• [Consignes de travail]:
A – D'après le texte sur la loi immigration, quelle part du contenu du projet de loi le Conseil constitutionnel a-t-il retoquée ?
B – Recopiez sans rien changer le passage du texte sur la loi immigration qui va de « Nous traitons des » à « 19 décembre 2023. ».
C – Poursuivez le texte sur la loi immigration à partir de sa dernière phrase.

• [Texte à lire]:
-*-*-

Le projet de loi “pour contrôler l’immigration, améliorer l’intégration” a été profondément censuré, jeudi 25 janvier, avec plus d’un tiers de son contenu retoqué, par le Conseil constitutionnel. Metishima avait, agissant dans un cadre de plaidoyer, dès novembre 2023, entamé une campagne de décryptages, relevant, entre autres, des articles portant atteinte aux droits des étrangers établis en France et/ou précarisant leurs conditions de séjour. La décision constitutionnelle répond favorablement à l’essentiel des griefs que nous avions soulevés, jusqu’à date. Mais la campagne, qui restait toujours en cours, portait d’autres revendications qui, elles, sont toujours valables nonobstant la censure. Coups de projecteurs.
Le présent article s’inscrit dans la suite logique de notre série de décryptages sur le projet de loi asile et immigration.
Nous traitons des évolutions dudit projet de loi, introduit par les ministres Darmanin et Dussopt, en février 2023, et adopté, après plusieurs bouleversements, au parlement, le 19 décembre 2023.
Nous revenons sur nos récents articles dédiés et vérifions, étape par étape, si les dispositions sur lesquelles portaient nos doléances ont été censurées ou pas. Nous analyserons ici ce qui reste de la loi et qui menace potentiellement le droit de séjour et d’intégration des personnes contraintes à l’exil. Évidemment, nous tiendrons, dans nos prochaines publications, la parole là-dessus.
Revenir sur cette censure et rappeler ce faisant notre plaidoyer est d’autant plus fondamental et urgent que les centristes viennent de re-susciter le débat. Car en réintroduisant, dans une proposition de loi au Sénat, les mesures des plus restrictives censurées dans la dernière loi pour “cavaliers législatifs”, ils prouvent que notre lutte, plus que légitime, doit être encore plus accrue et forte.
Nous resterons éveillés, alertes à tout ce qui stigmatise l’exilé, instrumentalise l’immigration, racise l’intégration des personnes immigrées. Nous nous devons de construire un autre rapport à l’altérité.
Censure constitutionnelle : la régularisation des travailleurs « sans-papiers » toujours problématique
L’article sorti par Metishima début décembre 2023 relevait plusieurs questionnements sur la (non) régularisation des personnes étrangères qui travaillent mais restent sans accès aux droits accordés à tout travailleur. Il pointait une forme d’utilitarisme, dans la sélectivité des profils potentiellement admissibles à la régularisation, consacré. Metishima s’indignait de la précarisation induite par cette sélectivité. Et d’une possible instabilité législative. Elle interrogeait la plus-value de cette précarisation, outre la manipulation politicienne, et les effets induits dans l’imaginaire collectif par une approche binaire dans l’intégration des personnes immigrées.

-*-*-

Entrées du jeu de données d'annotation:
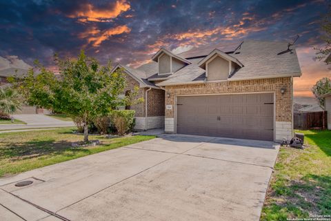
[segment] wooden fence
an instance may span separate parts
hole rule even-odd
[[[328,112],[294,112],[293,121],[294,129],[326,129]]]

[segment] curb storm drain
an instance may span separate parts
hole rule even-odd
[[[31,186],[34,186],[37,184],[40,184],[44,182],[44,180],[31,177],[29,178],[26,178],[24,180],[17,180],[15,182],[0,186],[0,189],[7,191],[7,192],[13,192],[23,188],[29,188]]]
[[[26,186],[28,185],[30,185],[32,183],[33,183],[33,181],[32,180],[25,180],[25,181],[21,181],[16,183],[15,186]]]

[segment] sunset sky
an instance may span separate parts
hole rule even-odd
[[[299,34],[303,75],[294,95],[312,96],[314,82],[331,77],[331,67],[313,59],[327,10],[323,0],[0,0],[0,56],[54,68],[54,53],[73,57],[83,48],[103,64],[134,67],[161,46],[181,52],[248,39],[291,41]]]

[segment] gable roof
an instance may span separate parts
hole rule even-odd
[[[23,77],[28,73],[28,70],[17,68],[9,68],[3,70],[0,70],[0,77]]]
[[[190,68],[187,71],[190,65],[182,68],[181,73],[185,73],[183,76],[179,76],[177,73],[168,77],[169,79],[157,84],[157,86],[186,84],[190,83],[202,84],[205,81],[192,81],[192,79],[197,75],[203,76],[201,74],[205,70],[199,67],[208,59],[210,55],[219,53],[222,56],[228,56],[234,62],[239,62],[241,68],[237,70],[228,78],[228,81],[239,81],[256,79],[267,79],[284,77],[299,77],[301,75],[301,70],[299,65],[298,58],[295,48],[292,48],[290,52],[278,55],[280,52],[288,49],[287,42],[261,41],[248,40],[243,41],[231,53],[225,53],[219,49],[214,49],[205,57],[194,57],[188,59],[194,64],[194,68]],[[212,57],[213,55],[211,55]],[[210,57],[210,56],[209,56]],[[238,64],[238,63],[237,63]],[[190,75],[192,75],[190,76]]]
[[[163,52],[179,57],[188,65],[172,74],[162,76],[164,81],[155,85],[148,80],[161,79],[161,77],[157,75],[158,64],[154,60],[157,61],[157,57]],[[162,48],[152,57],[154,60],[150,63],[137,68],[122,67],[130,75],[136,76],[143,86],[152,85],[157,88],[157,86],[203,84],[205,82],[206,77],[205,70],[201,67],[214,55],[230,60],[240,67],[228,77],[228,81],[301,75],[295,48],[291,46],[288,50],[288,43],[285,41],[245,40],[239,43],[193,48],[178,55]]]
[[[329,96],[331,96],[331,92],[327,93],[326,94],[324,94],[324,95],[319,95],[319,97],[324,98]]]
[[[286,41],[244,41],[232,56],[239,60],[243,67],[239,69],[229,80],[245,80],[283,77],[300,77],[295,48],[287,50]]]
[[[121,64],[117,64],[111,70],[112,73],[115,71],[118,68],[123,68],[126,73],[127,73],[129,76],[132,77],[134,79],[135,79],[138,83],[139,83],[139,86],[141,88],[158,88],[159,87],[155,86],[152,82],[148,81],[146,79],[146,73],[141,70],[132,68],[126,66],[121,65]]]
[[[208,60],[212,59],[214,57],[214,55],[217,55],[220,56],[221,57],[223,57],[223,58],[225,59],[226,60],[234,62],[241,67],[242,67],[243,66],[241,63],[240,63],[239,61],[238,61],[238,59],[237,58],[233,57],[232,56],[229,55],[228,54],[225,54],[225,52],[219,50],[217,48],[215,48],[207,57],[205,57],[205,58],[203,58],[200,61],[199,61],[199,63],[198,63],[199,66],[200,68],[204,68],[204,67],[205,66],[205,63]]]
[[[153,60],[154,61],[157,61],[157,58],[162,53],[165,53],[165,54],[166,54],[169,56],[173,57],[174,57],[174,58],[179,59],[179,61],[183,61],[185,64],[191,64],[191,62],[190,62],[189,61],[188,61],[185,58],[183,58],[180,56],[176,55],[174,53],[172,53],[172,52],[170,52],[170,50],[167,50],[164,48],[161,48],[161,49],[159,50],[159,51],[157,52],[156,52],[155,55],[153,55],[153,57],[152,57],[152,60]]]
[[[218,49],[225,53],[233,52],[240,46],[241,42],[221,43],[214,45],[202,46],[192,48],[188,51],[177,54],[177,55],[185,59],[205,57],[208,55],[214,49]]]

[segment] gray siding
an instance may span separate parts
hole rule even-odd
[[[217,56],[207,64],[207,80],[225,80],[229,76],[229,61]]]
[[[185,66],[185,63],[172,57],[172,73],[175,73]]]
[[[163,54],[159,58],[159,73],[168,73],[170,72],[170,57]]]

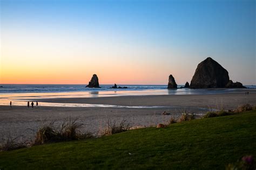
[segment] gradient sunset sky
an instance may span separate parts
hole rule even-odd
[[[0,2],[0,84],[184,84],[211,57],[256,84],[254,0]]]

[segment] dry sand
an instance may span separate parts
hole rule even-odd
[[[206,112],[199,108],[232,109],[239,104],[256,105],[256,93],[228,93],[207,95],[170,95],[120,96],[100,98],[56,98],[41,100],[41,102],[86,103],[122,106],[179,106],[176,108],[129,108],[102,107],[61,107],[42,106],[0,106],[0,135],[28,139],[33,138],[35,130],[44,120],[56,120],[60,124],[64,119],[78,117],[84,124],[84,130],[96,132],[109,120],[127,120],[133,126],[155,125],[164,123],[171,116],[178,117],[185,110],[196,113]],[[40,102],[39,102],[40,104]],[[195,107],[184,108],[184,106]],[[163,115],[167,111],[171,115]],[[1,140],[0,140],[1,142]]]

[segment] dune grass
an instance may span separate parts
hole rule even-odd
[[[256,111],[0,152],[0,169],[215,169],[256,157]]]

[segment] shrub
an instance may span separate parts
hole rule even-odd
[[[253,107],[250,104],[241,104],[239,105],[236,109],[235,109],[234,112],[241,113],[243,112],[251,111],[253,110]]]
[[[55,127],[55,121],[50,123],[43,122],[36,132],[32,145],[93,138],[92,133],[80,131],[83,127],[83,124],[78,120],[78,119],[75,119],[71,121],[70,117],[69,119],[65,119],[57,128]]]
[[[53,124],[54,121],[52,121],[49,124],[43,122],[36,132],[32,145],[42,145],[45,142],[58,140],[58,133],[54,128]]]
[[[126,123],[125,120],[123,120],[118,124],[116,120],[110,121],[107,123],[106,127],[101,133],[102,135],[110,135],[113,134],[120,133],[129,131],[131,128],[130,124]]]
[[[8,151],[14,149],[17,149],[27,147],[25,142],[17,142],[15,141],[16,138],[12,138],[9,136],[7,139],[3,140],[0,146],[0,151]]]
[[[177,123],[177,119],[176,119],[176,118],[173,118],[173,117],[172,117],[171,118],[171,119],[170,119],[169,121],[167,123],[167,125],[173,124],[175,124],[175,123]]]
[[[256,166],[252,155],[244,156],[235,163],[229,164],[226,166],[226,169],[255,169]]]
[[[221,110],[217,112],[218,116],[225,116],[232,114],[231,113],[225,111],[224,110]]]
[[[213,118],[213,117],[217,117],[219,116],[225,116],[225,115],[231,115],[232,113],[231,112],[227,112],[224,110],[221,110],[215,112],[207,112],[204,116],[204,118]]]
[[[215,112],[207,112],[204,115],[204,118],[213,118],[213,117],[217,117],[218,116],[218,114]]]
[[[196,119],[196,115],[194,113],[187,113],[186,111],[185,111],[183,113],[181,114],[181,116],[179,119],[179,121],[190,121]]]

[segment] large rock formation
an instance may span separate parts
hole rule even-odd
[[[177,89],[177,84],[175,82],[174,78],[172,74],[169,76],[169,81],[168,82],[168,89]]]
[[[186,84],[185,84],[184,88],[189,88],[190,87],[190,84],[188,82],[186,82]]]
[[[225,87],[229,80],[227,71],[211,57],[208,57],[197,66],[190,88]]]
[[[246,88],[242,85],[240,82],[233,83],[233,81],[230,80],[230,81],[226,85],[226,88]]]
[[[228,72],[211,57],[200,63],[190,88],[246,88],[241,83],[230,80]]]
[[[96,74],[93,74],[89,81],[89,84],[86,86],[86,87],[95,87],[95,88],[100,88],[99,85],[99,79]]]

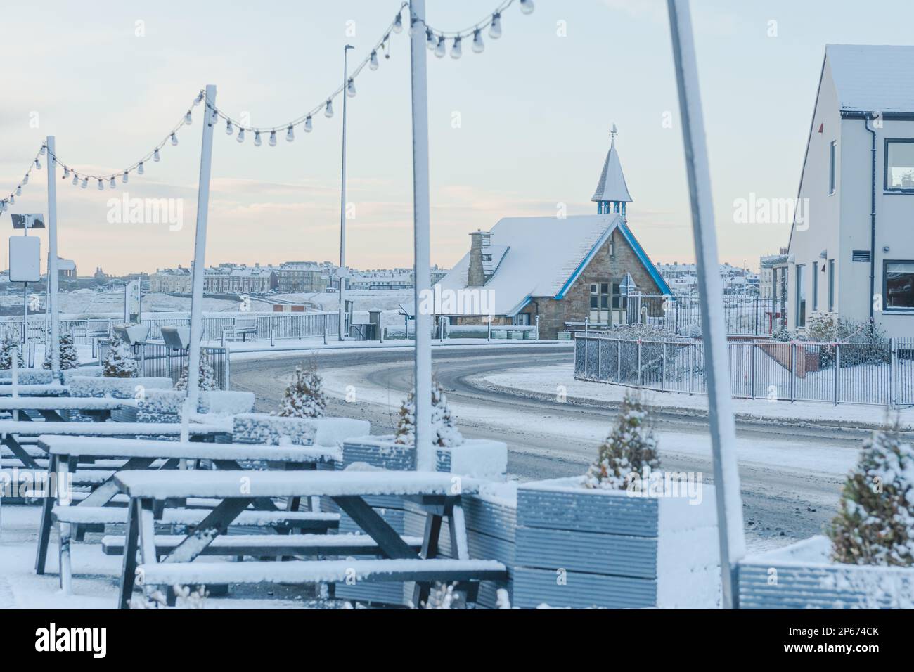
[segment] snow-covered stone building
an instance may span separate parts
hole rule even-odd
[[[796,213],[789,328],[829,312],[914,334],[914,47],[825,48]]]
[[[596,215],[505,218],[471,233],[469,252],[436,285],[435,313],[453,325],[490,316],[494,325],[534,325],[538,316],[541,337],[555,338],[568,323],[631,321],[632,293],[671,294],[629,227],[632,199],[614,136],[591,198]],[[654,315],[663,302],[643,307]]]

-*-*-

• [Réponses attendues]:
A – Plus d'un tiers de son contenu.

B –
Nous traitons des évolutions dudit projet de loi, introduit par les ministres Darmanin et Dussopt, en février 2023, et adopté, après plusieurs bouleversements, au parlement, le 19 décembre 2023.

C –
Si le projet de loi émanant du gouvernement Borne entendait régulariser, de “plein droit”, les travailleurs en situation irrégulière exerçant dans les métiers en tensions, Metishima plaidait pour la régularisation de tous les travailleurs. Au final, détricotée, lors de son périple, la loi promulguée le 26 janvier est plus dure à ce niveau, la disposition étant réduite à la régularisation au cas par cas, “à titre exceptionnel” en toute discrétion des préfets.
Le Conseil constitutionnel, n’ayant pas été saisi au sujet de cet article, ne s’y est pas prononcé. Metishima, ayant au cœur l’intégration de tous les travailleurs exilés, continuera à lutter pour la régularisation de tous les travailleurs sans papiers.
Le durcissement du regroupement familial : censuré à la porte, il revient par la fenêtre. Nous le combattrons
Cette obsession, car il faut nommer toute chose par son nom, part d’un faux postulat : le regroupement familial est une grande filière d’immigration. Dans notre récent décryptage, nous avons rappelé – et nous le ferons et le referons autant qu’il le faut – qu’il s’agit là d’une idée reçue. Chiffres à l’appui (pour rappel, moins de 20% des immigrés viennent par le regroupement familial, comme les 14137 en 2021 sur un total de plus de 86 mille). Nous avons, par ailleurs, rappelé l’importance du regroupement familial à l’intégration de l’immigré. Des travaux de recherche, à l’appui, également. Un.e homme/femme sera à même de mieux s’intégrer s’il/elle est rejoint par son conjoint et ses enfants, et non l’inverse.
L’immigration étant inarrêtable par la loi, car procédant de phénomènes qui dépassent ce domaine législatif, le non-regroupement ferait dès lors des citoyens et résidents non intégrés, avec toutes les conséquences qui vont avec.
Le Conseil constitutionnel a donc censuré les différentes dispositions du durcissement. Entre autres les conditions de séjour et l’âge requis pour le regroupant, la maîtrise de la langue française pour les regroupés ou encore le renforcement du rôle des maires, etc.
Ces dispositions sont toutefois revenues jeudi 1er février, soit seulement une petite semaine après la censure, par un texte présenté par les centristes au Sénat. La formation politique Les Républicains n’est pas en reste. Leur groupe a menacé de déposer rapidement une proposition de loi, reprenant les mesures censurées, qui convergerait avec le texte des Centristes, selon un article du Monde.
Pour sa part, Metishima reste engagée pour l’égalité de tous. Par ricochet, elle ne ménagera aucun effort pour faire respecter le droit à tous de mener une vie familiale normale.
Le droit du sol, pour l’allégeance à la République
Il fait partie des articles introduits par la droite sénatoriale qui ont défrayé la chronique. L’article supprimait l’automaticité de l’acquisition de la nationalité aux enfants nés de parents étrangers. Il plaçait leur naturalisation dans les mains de l’autorité administrative, qui déciderait de la suite à donner à leur manifestation de volonté de devenir Français.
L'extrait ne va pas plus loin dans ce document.